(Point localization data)
▬▬▬▬▬▬▬▬▬▬

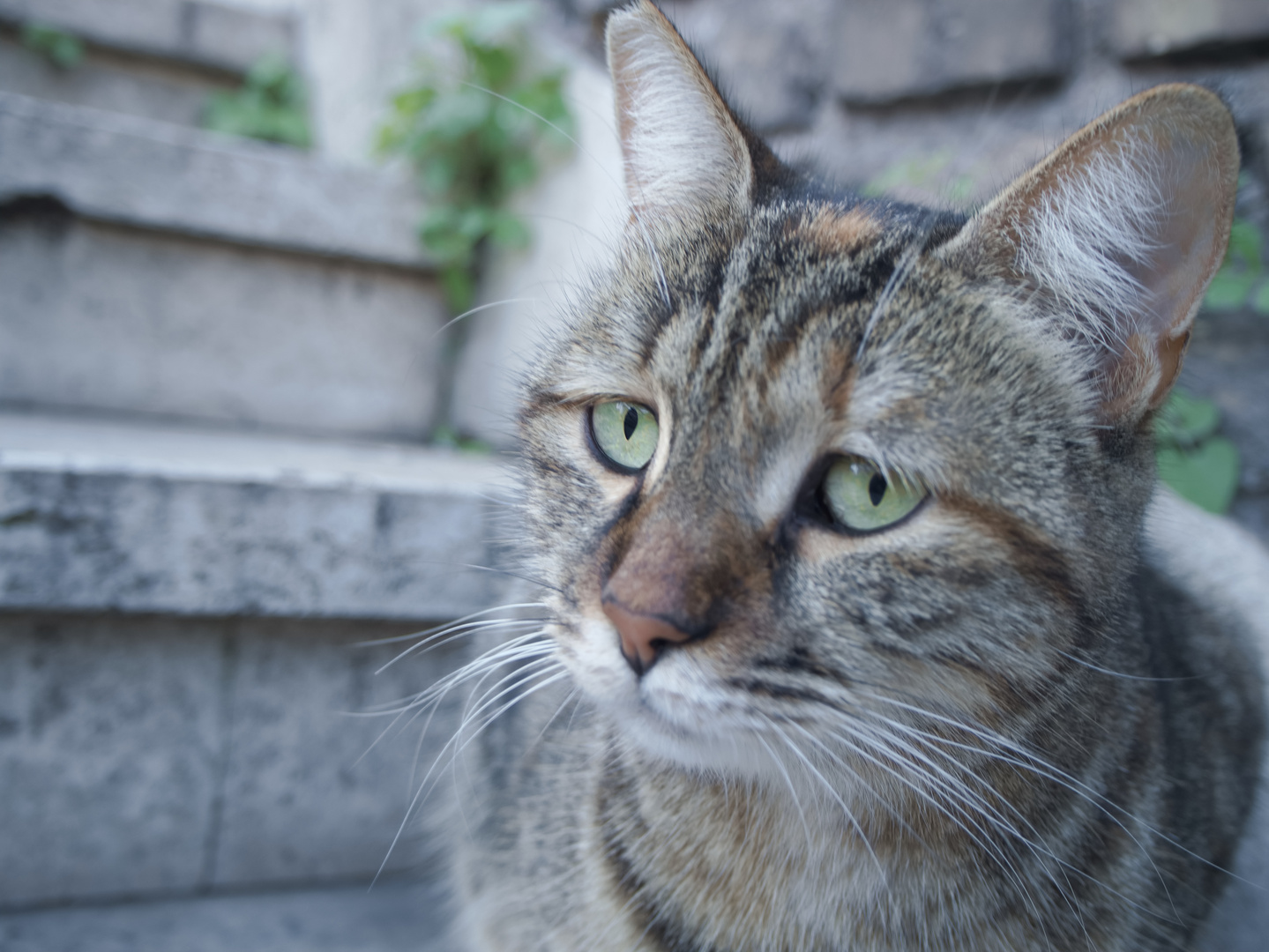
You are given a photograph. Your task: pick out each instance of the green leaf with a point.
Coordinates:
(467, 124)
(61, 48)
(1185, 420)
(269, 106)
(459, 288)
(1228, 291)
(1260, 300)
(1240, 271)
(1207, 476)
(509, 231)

▬▬▬▬▬▬▬▬▬▬

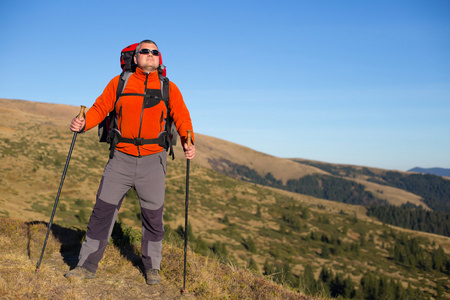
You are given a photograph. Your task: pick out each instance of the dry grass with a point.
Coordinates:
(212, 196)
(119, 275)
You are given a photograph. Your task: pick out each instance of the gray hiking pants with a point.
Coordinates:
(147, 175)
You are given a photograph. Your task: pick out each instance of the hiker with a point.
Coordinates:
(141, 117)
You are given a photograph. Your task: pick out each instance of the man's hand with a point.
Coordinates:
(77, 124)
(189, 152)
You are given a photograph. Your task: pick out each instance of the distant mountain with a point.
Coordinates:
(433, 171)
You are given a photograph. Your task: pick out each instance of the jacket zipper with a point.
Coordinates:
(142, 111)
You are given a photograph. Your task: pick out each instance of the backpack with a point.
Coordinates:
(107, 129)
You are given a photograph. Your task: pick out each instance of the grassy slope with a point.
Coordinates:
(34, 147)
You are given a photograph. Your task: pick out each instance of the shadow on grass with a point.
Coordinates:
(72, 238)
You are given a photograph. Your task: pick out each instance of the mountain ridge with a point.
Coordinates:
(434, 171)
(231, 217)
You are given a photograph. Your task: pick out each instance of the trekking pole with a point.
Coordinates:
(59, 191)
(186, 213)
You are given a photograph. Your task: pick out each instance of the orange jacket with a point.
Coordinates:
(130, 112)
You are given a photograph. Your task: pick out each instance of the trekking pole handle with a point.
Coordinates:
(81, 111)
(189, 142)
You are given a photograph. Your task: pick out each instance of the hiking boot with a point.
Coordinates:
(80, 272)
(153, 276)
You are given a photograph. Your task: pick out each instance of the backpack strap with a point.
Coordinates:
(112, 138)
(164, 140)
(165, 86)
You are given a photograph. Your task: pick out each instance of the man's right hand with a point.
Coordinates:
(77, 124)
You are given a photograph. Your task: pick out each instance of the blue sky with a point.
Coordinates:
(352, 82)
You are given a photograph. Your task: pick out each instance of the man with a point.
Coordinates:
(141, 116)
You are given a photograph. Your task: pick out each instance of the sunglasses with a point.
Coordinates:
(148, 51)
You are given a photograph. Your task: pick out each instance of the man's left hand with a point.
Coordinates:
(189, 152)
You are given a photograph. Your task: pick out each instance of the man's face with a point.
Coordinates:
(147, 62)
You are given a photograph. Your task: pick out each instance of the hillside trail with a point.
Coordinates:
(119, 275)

▬▬▬▬▬▬▬▬▬▬

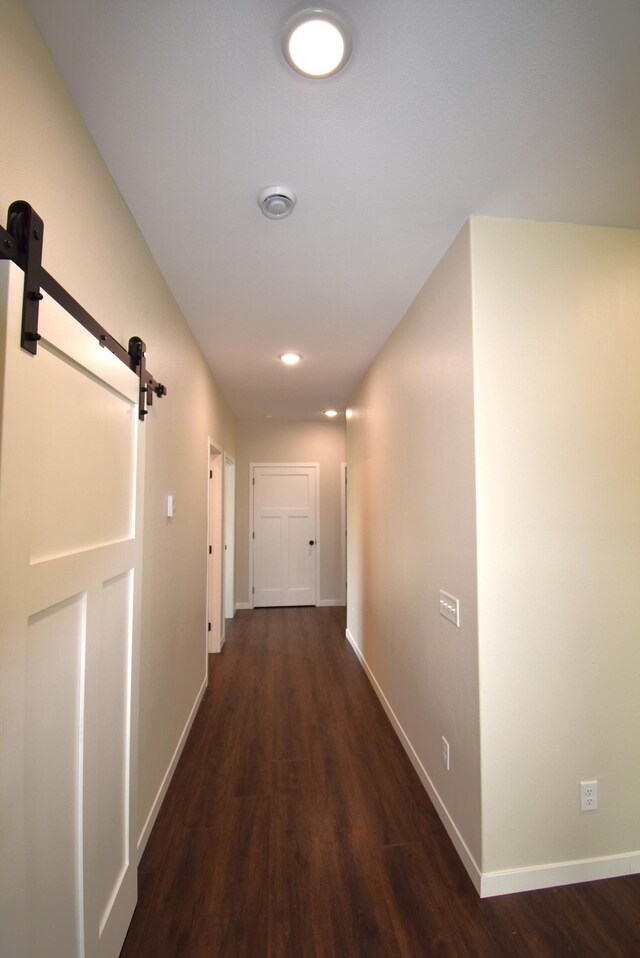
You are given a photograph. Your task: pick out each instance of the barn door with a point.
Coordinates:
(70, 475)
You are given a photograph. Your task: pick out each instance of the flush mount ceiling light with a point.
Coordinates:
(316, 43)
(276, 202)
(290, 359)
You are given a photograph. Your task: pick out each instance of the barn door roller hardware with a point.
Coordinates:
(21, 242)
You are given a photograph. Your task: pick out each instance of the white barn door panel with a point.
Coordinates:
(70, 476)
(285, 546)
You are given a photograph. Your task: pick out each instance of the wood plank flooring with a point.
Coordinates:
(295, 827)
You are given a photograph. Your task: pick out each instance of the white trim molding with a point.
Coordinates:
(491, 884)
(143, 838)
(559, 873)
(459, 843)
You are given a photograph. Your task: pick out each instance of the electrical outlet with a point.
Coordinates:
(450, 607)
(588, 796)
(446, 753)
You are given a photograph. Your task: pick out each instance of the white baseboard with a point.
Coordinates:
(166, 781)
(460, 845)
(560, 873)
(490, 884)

▬▬▬▬▬▬▬▬▬▬

Every line in the records above with the string "pole" in it should be shown.

## RESULT BELOW:
You are given a photograph. Your task: pick out each instance of the trekking pole with a point.
You are given a photograph. Your task: pick out each instance of the trekking pole handle with a point.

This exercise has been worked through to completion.